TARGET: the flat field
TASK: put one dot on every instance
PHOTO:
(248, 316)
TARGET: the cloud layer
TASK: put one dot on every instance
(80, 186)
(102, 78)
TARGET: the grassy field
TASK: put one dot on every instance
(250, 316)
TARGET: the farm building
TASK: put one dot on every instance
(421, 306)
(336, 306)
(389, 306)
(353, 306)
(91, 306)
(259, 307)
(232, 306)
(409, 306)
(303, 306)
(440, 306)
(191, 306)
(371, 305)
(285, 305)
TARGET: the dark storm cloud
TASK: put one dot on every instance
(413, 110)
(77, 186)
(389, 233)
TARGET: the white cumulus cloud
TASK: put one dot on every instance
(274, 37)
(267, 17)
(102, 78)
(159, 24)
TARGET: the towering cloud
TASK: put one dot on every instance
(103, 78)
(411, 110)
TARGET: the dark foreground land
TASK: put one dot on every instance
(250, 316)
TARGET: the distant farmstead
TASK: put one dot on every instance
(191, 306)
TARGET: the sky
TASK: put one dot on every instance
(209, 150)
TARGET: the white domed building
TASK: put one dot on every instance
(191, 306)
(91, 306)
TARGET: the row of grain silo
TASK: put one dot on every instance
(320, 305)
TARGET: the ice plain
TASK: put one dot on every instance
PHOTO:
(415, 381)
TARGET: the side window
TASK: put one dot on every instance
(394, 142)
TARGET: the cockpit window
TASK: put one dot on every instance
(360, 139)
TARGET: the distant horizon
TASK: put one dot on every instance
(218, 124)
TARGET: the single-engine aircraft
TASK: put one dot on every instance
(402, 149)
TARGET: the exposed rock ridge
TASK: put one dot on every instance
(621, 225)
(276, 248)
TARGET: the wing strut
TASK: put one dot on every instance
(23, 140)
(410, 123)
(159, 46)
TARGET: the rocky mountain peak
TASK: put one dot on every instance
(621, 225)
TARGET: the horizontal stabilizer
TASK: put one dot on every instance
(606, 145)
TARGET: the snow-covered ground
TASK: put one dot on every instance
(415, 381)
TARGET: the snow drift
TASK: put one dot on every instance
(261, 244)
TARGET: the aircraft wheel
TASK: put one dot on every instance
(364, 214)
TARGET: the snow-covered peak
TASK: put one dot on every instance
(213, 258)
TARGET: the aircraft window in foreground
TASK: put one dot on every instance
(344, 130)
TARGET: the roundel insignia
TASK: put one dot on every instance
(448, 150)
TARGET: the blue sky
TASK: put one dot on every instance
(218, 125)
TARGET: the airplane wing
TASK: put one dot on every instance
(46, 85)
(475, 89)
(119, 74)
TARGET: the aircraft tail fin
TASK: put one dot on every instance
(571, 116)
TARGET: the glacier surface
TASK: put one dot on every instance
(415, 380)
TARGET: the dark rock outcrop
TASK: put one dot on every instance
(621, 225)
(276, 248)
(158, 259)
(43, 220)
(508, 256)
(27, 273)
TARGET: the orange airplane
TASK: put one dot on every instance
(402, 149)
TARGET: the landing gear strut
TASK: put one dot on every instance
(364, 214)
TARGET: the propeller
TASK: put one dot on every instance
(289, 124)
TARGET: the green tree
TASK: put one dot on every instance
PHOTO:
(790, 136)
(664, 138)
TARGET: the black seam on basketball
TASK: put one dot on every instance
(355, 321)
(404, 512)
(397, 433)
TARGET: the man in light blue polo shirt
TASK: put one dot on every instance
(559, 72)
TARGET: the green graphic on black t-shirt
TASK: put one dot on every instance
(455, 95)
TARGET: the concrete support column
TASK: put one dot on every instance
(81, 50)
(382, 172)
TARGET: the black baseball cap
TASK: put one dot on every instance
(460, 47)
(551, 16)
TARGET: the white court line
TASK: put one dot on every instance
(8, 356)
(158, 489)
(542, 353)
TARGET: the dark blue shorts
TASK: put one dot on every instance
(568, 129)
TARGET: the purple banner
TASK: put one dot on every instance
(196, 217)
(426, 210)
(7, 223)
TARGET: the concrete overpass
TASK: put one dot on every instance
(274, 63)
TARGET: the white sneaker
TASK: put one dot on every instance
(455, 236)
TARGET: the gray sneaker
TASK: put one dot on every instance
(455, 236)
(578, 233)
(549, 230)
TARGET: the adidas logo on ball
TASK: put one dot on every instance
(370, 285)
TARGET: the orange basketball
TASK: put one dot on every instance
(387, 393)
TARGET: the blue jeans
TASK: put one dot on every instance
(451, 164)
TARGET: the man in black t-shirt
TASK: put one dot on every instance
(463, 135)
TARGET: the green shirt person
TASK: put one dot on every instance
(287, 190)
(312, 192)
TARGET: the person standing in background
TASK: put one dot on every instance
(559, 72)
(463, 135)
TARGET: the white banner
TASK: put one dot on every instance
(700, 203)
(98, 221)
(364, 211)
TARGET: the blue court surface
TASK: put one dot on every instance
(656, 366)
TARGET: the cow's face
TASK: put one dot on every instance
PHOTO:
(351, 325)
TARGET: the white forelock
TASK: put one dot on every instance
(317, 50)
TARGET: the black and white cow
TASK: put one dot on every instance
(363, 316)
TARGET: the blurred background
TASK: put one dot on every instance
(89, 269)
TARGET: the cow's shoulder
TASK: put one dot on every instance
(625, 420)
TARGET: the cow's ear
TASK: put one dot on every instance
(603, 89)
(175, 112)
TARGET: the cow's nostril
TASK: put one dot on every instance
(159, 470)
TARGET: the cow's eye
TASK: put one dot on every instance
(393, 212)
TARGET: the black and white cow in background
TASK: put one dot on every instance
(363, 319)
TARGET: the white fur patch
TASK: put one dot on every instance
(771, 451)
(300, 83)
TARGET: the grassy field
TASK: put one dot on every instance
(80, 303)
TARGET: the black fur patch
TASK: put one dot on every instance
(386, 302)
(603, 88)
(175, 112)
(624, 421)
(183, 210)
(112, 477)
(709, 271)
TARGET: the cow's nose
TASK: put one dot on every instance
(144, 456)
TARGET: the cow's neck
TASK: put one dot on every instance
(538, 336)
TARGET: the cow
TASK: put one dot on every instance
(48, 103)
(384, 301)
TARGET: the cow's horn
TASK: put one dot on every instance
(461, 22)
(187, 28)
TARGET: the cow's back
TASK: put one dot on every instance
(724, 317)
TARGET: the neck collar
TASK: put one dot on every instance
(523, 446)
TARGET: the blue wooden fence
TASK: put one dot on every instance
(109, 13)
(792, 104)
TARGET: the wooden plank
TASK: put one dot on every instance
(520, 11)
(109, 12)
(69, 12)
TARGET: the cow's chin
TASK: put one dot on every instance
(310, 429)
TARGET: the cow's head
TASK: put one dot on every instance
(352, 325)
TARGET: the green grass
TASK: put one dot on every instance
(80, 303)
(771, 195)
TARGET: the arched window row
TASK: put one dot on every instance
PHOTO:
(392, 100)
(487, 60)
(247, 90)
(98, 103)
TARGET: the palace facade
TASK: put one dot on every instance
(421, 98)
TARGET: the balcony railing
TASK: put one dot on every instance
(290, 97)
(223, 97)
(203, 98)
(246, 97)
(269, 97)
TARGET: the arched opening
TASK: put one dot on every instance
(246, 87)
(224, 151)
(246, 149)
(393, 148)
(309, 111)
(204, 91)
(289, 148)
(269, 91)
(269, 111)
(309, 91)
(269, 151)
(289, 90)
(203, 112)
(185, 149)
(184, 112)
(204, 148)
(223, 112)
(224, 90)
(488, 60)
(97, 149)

□ □ □ □ □ □ □

> [Short problem]:
Retype every entry above, word for word.

> [The response]:
TARGET: the flat field
TASK: put one dot on every instance
PHOTO:
(248, 316)
TARGET: the cloud layer
TASK: put one dot on every instance
(80, 186)
(102, 78)
TARGET: the grassy field
TASK: put one dot on every instance
(250, 316)
TARGET: the farm building
TASK: put one dot on every instance
(421, 306)
(336, 306)
(389, 306)
(353, 306)
(91, 306)
(259, 307)
(232, 306)
(409, 306)
(303, 306)
(440, 306)
(191, 306)
(371, 305)
(285, 305)
TARGET: the dark storm cloud
TASK: put one dot on every instance
(413, 110)
(77, 186)
(389, 233)
TARGET: the white cumulus cloud
TASK: put one dot on every instance
(274, 37)
(267, 17)
(102, 78)
(159, 24)
TARGET: the towering cloud
TASK: put one dot on every instance
(103, 78)
(411, 110)
TARGET: the dark foreground land
TASK: put one dot on every instance
(250, 316)
TARGET: the distant farmstead
TASK: put one dot on every instance
(191, 306)
TARGET: the sky
TASK: put one dot on every instance
(209, 150)
TARGET: the white domed building
TASK: put one dot on every instance
(191, 306)
(91, 306)
TARGET: the row of grain silo
TASK: put one dot on every instance
(320, 305)
TARGET: the ice plain
TASK: put one dot on every instance
PHOTO:
(415, 381)
TARGET: the side window
TASK: put one dot on every instance
(394, 142)
TARGET: the cockpit window
TASK: put one dot on every instance
(360, 139)
TARGET: the distant horizon
TASK: put one dot on every instance
(218, 124)
TARGET: the single-engine aircraft
TASK: put one dot on every instance
(402, 149)
TARGET: the exposed rock ridge
TASK: put one dot on every instance
(621, 225)
(276, 248)
TARGET: the wing strut
TASK: put one dot on every instance
(23, 140)
(410, 123)
(159, 46)
TARGET: the rocky mountain peak
TASK: put one dot on every instance
(621, 225)
TARGET: the horizontal stabilizer
TASK: put one dot on every instance
(606, 145)
TARGET: the snow-covered ground
TASK: put one dot on every instance
(415, 381)
TARGET: the snow drift
TASK: put one dot on every instance
(261, 244)
TARGET: the aircraft wheel
TASK: put one dot on every instance
(364, 214)
TARGET: the snow-covered peak
TASK: put one dot on every instance
(213, 258)
TARGET: the aircraft window in foreground
TASK: put one dot on every instance
(344, 130)
TARGET: the roundel insignia
TASK: put one dot on every instance
(448, 150)
TARGET: the blue sky
TASK: put one dot on every instance
(218, 125)
TARGET: the airplane wing
TASK: put one dot on every instance
(46, 85)
(475, 89)
(119, 74)
TARGET: the aircraft tail fin
TASK: put one dot on every instance
(571, 116)
TARGET: the glacier surface
TASK: put one dot on every instance
(415, 380)
TARGET: the dark rock outcrop
TASK: put one dot on every instance
(621, 225)
(276, 248)
(158, 259)
(43, 220)
(508, 256)
(27, 273)
TARGET: the orange airplane
TASK: put one dot on every instance
(402, 149)
TARGET: the landing gear strut
TASK: put one dot on every instance
(364, 214)
TARGET: the propeller
TASK: put one dot on every instance
(289, 124)
TARGET: the green tree
TASK: put one dot on every instance
PHOTO:
(790, 136)
(664, 138)
TARGET: the black seam on basketball
TASK: put one dot on every instance
(355, 321)
(404, 512)
(397, 433)
TARGET: the man in light blue polo shirt
TASK: put one dot on every instance
(559, 72)
TARGET: the green graphic on black t-shirt
TASK: put one dot on every instance
(455, 95)
TARGET: the concrete support column
TASK: put one dot on every instance
(81, 50)
(382, 172)
TARGET: the black baseball cap
TASK: put one dot on every instance
(460, 47)
(551, 16)
TARGET: the white court line
TASK: put one dot on every instance
(8, 356)
(158, 489)
(542, 353)
TARGET: the dark blue shorts
TASK: put one dot on every instance
(568, 129)
TARGET: the purple banner
TASK: put one dot on every instance
(196, 217)
(426, 210)
(7, 223)
TARGET: the concrete overpass
TASK: put one dot on every instance
(274, 63)
TARGET: the white sneaker
TASK: put one dot on every instance
(455, 236)
TARGET: the gray sneaker
TASK: put one dot on every instance
(455, 236)
(578, 233)
(549, 230)
TARGET: the adidas logo on ball
TASK: put one dot on every instance
(370, 285)
TARGET: the orange basketball
TASK: put one dot on every instance
(387, 393)
TARGET: the blue jeans
TASK: put one dot on every instance
(451, 164)
TARGET: the man in black t-shirt
TASK: put one dot on every instance
(463, 135)
TARGET: the green shirt person
TASK: put one dot on every instance
(287, 190)
(312, 192)
TARGET: the person standing in background
TASK: put one dot on every instance
(559, 72)
(463, 135)
TARGET: the white banner
TASK: put one dot on every instance
(700, 203)
(98, 221)
(364, 211)
TARGET: the blue court surface
TASK: put one dot on every instance
(656, 366)
TARGET: the cow's face
TASK: put one dot on every instance
PHOTO:
(351, 325)
TARGET: the white forelock
TASK: put one dot on every instance
(317, 50)
TARGET: the black and white cow
TASK: put one dot on every instance
(363, 316)
TARGET: the blurred background
TASK: put one dot on every instance
(89, 269)
TARGET: the cow's shoulder
TASK: put one dot on every instance
(625, 420)
TARGET: the cow's ear
TASK: put one dot on every instance
(603, 89)
(175, 112)
TARGET: the cow's nostril
TASK: put one dot on every instance
(159, 470)
TARGET: the cow's eye
TASK: put one dot on every instance
(393, 212)
TARGET: the black and white cow in background
TASK: put one dot on every instance
(363, 319)
TARGET: the white fur patch
TASK: put one dot on every instance
(771, 451)
(300, 83)
TARGET: the grassy field
TASK: put one dot on every instance
(80, 303)
TARGET: the black fur patch
TASK: put one dot on every instance
(386, 302)
(603, 88)
(175, 112)
(624, 421)
(183, 210)
(112, 477)
(709, 271)
TARGET: the cow's nose
TASK: put one dot on every instance
(144, 456)
TARGET: the cow's neck
TASK: put one dot on every instance
(538, 336)
TARGET: the cow
TASK: put one dot on every instance
(48, 103)
(384, 301)
TARGET: the cow's horn
TASK: put one dot on every instance
(461, 22)
(187, 28)
TARGET: the cow's back
TASK: put one dot on every instance
(724, 317)
TARGET: the neck collar
TASK: put one dot on every instance
(523, 446)
TARGET: the blue wooden fence
TASK: put one dot on every instance
(109, 13)
(792, 104)
TARGET: the wooden plank
TASK: put one dot on every instance
(520, 11)
(109, 12)
(69, 12)
TARGET: the cow's chin
TASK: put one dot on every instance
(310, 429)
TARGET: the cow's head
TASK: put one dot on every instance
(352, 325)
TARGET: the green grass
TASK: put one dot on every instance
(80, 303)
(771, 195)
TARGET: the arched window row
TASK: put one dot on every instance
PHOTO:
(392, 100)
(487, 60)
(247, 90)
(98, 103)
TARGET: the palace facade
TASK: put one dot on every instance
(421, 98)
TARGET: the balcony railing
TASK: put one dot on every instance
(290, 97)
(223, 97)
(203, 98)
(246, 97)
(269, 97)
TARGET: the arched opening
TASK: put one dot on every instance
(246, 87)
(224, 151)
(246, 149)
(393, 148)
(309, 111)
(204, 91)
(289, 148)
(269, 91)
(269, 111)
(309, 91)
(269, 151)
(289, 90)
(203, 112)
(185, 149)
(184, 112)
(204, 148)
(223, 112)
(224, 90)
(488, 60)
(97, 149)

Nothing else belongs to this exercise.